Quoted text:
──────

Graham filed his complaint in February, 1974, the final amended complaint being filed in November, 1977. Graham’s wife, Estella, and Kinnie’s workmen’s compensation insurer, Reliance Insurance Company, joined Graham as plaintiffs, their rights being completely derivative. The complaint was in three counts. Count I alleged negligence on *484 the part of Ryerson in failing to warn Graham that the truck had been run with a flat tire and that it had been overloaded. It further alleged negligence by a Ryerson employee who moved Graham’s leg after the accident and aggravated his injuries. Count II sounded in negligence against Firestone. It charged breach of a duty to warn of the hazards of the RH5° wheel and negligence in the design of that wheel. Count III alleged breach of implied warranty in the product design.

Ryerson denied the material allegations of negligence against it. Ryerson pled as affirmative defenses contributory negligence on the part of Graham and that the truck was owned and controlled by Kinnie. Firestone also denied the material allegations against it, pled contributory negligence, and pled the intervening negligence of third parties.

──────

Records provided:
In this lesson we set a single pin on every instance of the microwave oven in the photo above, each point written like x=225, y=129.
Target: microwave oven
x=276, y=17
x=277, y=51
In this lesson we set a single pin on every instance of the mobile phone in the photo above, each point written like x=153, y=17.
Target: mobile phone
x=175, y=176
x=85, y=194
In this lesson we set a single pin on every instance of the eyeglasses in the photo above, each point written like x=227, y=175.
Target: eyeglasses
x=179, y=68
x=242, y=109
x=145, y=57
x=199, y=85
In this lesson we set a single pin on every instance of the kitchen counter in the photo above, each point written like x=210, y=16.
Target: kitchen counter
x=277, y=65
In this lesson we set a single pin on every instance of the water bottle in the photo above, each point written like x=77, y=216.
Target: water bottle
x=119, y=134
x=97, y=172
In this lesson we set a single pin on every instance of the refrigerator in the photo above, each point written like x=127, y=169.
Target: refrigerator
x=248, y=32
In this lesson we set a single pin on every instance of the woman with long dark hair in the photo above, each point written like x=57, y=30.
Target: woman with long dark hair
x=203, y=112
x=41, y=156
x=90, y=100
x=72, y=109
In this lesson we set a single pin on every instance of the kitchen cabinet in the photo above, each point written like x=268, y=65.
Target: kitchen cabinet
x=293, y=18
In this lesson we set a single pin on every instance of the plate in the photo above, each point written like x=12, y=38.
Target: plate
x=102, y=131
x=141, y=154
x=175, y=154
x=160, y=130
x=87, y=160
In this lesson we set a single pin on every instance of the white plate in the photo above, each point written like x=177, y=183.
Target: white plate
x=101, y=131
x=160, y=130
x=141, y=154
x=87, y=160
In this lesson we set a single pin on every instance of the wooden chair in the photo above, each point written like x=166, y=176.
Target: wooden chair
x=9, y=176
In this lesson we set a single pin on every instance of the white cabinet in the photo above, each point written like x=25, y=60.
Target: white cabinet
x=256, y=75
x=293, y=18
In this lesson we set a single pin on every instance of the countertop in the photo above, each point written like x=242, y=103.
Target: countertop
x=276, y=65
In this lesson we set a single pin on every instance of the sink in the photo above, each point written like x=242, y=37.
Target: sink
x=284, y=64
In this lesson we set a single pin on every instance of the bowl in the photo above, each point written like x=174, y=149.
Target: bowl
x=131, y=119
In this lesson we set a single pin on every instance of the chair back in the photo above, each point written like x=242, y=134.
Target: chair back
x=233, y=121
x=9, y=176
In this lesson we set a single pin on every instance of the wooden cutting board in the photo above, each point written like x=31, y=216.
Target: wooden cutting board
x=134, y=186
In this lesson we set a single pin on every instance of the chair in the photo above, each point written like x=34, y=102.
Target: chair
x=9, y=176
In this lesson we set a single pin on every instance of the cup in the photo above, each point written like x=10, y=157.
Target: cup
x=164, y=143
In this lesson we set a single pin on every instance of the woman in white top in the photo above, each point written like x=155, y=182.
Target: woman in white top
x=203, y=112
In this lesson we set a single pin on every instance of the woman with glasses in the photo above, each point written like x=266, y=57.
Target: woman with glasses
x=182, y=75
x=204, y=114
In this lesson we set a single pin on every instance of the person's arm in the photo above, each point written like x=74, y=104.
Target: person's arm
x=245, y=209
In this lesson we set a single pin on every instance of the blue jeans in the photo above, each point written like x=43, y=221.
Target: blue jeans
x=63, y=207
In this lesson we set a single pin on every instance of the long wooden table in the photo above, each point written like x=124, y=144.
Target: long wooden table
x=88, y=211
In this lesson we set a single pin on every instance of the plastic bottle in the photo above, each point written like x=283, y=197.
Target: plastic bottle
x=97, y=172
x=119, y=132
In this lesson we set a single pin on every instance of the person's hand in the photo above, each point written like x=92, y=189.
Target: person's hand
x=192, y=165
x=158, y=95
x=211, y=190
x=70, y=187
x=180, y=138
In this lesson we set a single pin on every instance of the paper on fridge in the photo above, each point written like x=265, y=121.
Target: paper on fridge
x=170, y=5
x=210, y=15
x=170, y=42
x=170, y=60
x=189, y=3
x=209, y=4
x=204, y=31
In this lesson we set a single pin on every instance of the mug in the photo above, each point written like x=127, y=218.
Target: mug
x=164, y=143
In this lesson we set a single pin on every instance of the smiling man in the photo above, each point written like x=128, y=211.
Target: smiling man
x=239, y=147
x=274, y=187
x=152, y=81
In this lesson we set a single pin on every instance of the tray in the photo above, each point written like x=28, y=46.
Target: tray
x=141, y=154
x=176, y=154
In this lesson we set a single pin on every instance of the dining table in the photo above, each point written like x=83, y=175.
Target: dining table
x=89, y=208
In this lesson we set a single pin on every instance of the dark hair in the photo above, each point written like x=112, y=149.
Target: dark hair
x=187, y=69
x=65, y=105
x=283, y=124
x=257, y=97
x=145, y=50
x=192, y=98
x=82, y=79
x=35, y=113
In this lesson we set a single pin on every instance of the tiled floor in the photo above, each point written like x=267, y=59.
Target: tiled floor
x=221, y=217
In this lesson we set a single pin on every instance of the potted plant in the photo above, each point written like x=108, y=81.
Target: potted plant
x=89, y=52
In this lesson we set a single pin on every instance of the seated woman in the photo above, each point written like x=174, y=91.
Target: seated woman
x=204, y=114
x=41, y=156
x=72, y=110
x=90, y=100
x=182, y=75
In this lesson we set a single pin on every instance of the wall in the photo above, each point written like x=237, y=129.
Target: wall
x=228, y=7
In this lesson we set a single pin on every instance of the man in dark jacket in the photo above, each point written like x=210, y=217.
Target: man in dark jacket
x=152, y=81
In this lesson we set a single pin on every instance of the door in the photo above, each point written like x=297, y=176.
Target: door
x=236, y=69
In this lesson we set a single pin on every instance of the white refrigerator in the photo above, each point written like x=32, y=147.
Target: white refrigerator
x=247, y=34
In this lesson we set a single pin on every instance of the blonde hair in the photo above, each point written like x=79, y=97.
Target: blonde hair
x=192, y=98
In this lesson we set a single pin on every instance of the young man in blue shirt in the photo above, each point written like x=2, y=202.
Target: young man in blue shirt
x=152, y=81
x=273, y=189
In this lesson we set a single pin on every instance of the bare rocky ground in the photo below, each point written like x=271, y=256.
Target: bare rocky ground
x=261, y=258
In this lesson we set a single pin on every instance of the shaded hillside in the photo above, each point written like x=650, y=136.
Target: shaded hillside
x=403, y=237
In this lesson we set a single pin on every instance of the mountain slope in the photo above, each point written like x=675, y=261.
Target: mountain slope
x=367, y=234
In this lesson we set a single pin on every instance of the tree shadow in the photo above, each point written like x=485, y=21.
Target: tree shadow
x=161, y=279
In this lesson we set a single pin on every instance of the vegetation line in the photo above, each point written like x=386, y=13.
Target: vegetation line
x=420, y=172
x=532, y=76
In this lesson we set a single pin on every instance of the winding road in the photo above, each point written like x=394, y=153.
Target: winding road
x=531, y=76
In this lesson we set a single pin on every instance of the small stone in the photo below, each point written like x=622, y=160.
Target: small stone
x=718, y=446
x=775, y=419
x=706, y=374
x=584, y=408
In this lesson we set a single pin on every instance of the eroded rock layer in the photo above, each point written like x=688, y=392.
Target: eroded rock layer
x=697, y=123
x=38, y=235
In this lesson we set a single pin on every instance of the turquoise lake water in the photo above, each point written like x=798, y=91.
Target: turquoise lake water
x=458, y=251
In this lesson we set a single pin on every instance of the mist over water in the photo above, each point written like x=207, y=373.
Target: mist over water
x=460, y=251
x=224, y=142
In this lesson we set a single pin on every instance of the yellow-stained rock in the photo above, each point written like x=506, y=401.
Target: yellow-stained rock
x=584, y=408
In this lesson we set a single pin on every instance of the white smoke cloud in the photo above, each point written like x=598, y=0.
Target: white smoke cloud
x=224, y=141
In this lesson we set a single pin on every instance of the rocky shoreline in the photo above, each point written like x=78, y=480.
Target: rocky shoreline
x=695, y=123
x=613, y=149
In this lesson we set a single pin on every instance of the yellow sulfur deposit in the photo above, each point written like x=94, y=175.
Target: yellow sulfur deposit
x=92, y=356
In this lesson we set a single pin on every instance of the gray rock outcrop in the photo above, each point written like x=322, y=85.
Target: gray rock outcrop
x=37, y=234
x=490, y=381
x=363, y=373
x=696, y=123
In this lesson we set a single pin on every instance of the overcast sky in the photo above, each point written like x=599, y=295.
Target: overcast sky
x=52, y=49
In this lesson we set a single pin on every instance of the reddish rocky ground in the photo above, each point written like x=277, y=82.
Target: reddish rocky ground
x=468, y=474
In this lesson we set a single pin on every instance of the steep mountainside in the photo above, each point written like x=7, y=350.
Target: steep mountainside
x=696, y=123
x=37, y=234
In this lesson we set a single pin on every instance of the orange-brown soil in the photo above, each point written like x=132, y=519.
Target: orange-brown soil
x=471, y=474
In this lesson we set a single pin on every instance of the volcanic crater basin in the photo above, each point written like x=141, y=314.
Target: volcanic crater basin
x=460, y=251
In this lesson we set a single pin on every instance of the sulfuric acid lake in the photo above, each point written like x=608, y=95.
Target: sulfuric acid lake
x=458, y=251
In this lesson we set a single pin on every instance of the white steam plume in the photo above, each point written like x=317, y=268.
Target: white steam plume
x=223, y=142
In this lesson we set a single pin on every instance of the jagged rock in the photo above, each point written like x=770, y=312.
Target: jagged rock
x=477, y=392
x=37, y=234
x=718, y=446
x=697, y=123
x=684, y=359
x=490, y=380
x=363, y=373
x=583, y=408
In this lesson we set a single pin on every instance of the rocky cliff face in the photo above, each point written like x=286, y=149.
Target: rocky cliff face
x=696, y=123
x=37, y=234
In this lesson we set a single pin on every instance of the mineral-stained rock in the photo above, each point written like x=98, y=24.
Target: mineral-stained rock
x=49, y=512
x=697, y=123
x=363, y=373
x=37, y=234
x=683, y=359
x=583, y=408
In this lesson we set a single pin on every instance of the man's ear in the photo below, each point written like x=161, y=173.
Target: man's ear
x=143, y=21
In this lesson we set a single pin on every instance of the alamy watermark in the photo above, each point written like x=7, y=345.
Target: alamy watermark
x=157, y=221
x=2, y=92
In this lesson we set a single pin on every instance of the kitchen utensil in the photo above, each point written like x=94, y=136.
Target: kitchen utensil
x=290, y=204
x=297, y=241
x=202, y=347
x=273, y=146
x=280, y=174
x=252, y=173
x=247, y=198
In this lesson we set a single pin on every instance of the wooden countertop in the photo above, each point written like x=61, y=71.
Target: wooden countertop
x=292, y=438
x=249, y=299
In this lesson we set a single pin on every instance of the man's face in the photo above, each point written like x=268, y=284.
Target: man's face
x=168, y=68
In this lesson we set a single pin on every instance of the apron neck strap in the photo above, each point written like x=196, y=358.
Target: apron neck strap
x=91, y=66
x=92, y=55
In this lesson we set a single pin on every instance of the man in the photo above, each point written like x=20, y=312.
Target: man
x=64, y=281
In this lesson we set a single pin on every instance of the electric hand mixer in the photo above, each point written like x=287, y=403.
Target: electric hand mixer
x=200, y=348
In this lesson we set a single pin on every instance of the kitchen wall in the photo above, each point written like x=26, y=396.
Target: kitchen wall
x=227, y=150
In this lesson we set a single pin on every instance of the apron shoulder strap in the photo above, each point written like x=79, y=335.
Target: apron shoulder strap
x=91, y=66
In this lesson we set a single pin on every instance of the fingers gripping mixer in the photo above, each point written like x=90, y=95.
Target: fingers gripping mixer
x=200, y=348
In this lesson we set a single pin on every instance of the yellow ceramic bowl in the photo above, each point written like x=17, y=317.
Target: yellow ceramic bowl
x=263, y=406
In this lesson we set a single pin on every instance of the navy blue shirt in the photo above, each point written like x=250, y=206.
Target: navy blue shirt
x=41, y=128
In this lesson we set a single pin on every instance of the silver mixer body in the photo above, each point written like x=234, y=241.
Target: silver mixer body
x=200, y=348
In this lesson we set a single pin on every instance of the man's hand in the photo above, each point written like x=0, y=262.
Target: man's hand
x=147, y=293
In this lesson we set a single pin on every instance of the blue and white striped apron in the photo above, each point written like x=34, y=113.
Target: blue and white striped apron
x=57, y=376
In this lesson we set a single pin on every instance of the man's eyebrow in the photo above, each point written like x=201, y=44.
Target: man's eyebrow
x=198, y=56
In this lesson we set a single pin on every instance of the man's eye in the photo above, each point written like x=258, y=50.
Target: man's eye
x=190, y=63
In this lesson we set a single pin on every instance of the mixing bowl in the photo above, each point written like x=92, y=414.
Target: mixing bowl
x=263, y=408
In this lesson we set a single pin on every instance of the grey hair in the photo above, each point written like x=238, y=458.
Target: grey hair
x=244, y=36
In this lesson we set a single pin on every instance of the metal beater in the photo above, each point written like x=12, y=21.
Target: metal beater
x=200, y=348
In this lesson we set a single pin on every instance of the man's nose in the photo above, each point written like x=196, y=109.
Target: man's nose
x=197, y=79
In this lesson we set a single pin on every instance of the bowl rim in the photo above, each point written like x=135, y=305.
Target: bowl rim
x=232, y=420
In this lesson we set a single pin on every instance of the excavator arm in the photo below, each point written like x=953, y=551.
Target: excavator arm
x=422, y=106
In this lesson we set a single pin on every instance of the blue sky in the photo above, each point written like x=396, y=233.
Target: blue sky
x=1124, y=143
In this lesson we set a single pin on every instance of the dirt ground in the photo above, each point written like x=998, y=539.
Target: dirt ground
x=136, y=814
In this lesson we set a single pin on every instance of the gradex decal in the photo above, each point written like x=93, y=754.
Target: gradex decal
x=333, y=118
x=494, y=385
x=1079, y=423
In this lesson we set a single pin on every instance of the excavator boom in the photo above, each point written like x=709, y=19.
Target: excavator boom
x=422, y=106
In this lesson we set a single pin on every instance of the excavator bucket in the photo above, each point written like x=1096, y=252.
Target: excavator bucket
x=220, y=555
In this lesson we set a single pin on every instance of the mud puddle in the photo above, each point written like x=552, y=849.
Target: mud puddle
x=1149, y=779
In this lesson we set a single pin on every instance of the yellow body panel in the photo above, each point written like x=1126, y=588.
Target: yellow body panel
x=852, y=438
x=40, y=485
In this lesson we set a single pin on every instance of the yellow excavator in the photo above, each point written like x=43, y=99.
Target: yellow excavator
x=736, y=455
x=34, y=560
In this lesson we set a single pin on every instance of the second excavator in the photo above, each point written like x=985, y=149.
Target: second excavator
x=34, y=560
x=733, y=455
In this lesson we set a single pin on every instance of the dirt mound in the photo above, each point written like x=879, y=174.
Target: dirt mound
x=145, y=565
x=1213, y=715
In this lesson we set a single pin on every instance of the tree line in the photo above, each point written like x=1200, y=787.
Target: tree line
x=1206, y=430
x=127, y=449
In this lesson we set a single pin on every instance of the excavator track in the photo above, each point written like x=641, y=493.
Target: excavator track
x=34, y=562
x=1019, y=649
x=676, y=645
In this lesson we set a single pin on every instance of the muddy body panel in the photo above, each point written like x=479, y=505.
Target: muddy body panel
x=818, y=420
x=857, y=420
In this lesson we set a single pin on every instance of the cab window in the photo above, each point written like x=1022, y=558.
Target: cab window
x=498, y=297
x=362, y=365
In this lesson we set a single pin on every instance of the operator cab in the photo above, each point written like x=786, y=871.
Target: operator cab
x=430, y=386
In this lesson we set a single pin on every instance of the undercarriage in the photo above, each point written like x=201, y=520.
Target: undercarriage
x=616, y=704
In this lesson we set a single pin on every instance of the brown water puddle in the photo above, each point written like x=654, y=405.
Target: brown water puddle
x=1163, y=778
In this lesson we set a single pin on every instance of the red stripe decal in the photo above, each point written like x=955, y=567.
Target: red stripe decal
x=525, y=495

──────

Given task A:
Answer these from the excerpt on Graham's lawsuit:
(i) When was the final amended complaint filed?
(ii) What did Count III allege?
(iii) Which affirmative defenses did Ryerson plead?
Given task B:
Carry the excerpt on Graham's lawsuit forward from its last sentence.
The entries have no connection to the excerpt on Graham's lawsuit.

Written reply A:
(i) November 1977.
(ii) Breach of implied warranty in the product design.
(iii) Contributory negligence on the part of Graham, and that the truck was owned and controlled by Kinnie.

Written reply B:
The trial court granted Ryerson’s motion for a directed verdict. The jury found no cause of action against Firestone. The plaintiffs moved for a new trial, which the court denied in a written opinion dated October 5, 1978. The plaintiffs appeal by right.

The trial court ruled as a matter of law that defendant Firestone, manufacturer of the side ring, had no duty to warn plaintiff of the danger involved in inflating a tire that had been run while flat because of Graham’s status as an "expert” in changing truck tires. Plaintiffs claim error in the trial court’s refusal to submit to the jury the question of Firestone’s duty to warn. An examination of the cases cited by defendant Firestone and relied upon by the trial court does not support the proposition that there is no duty to warn experts.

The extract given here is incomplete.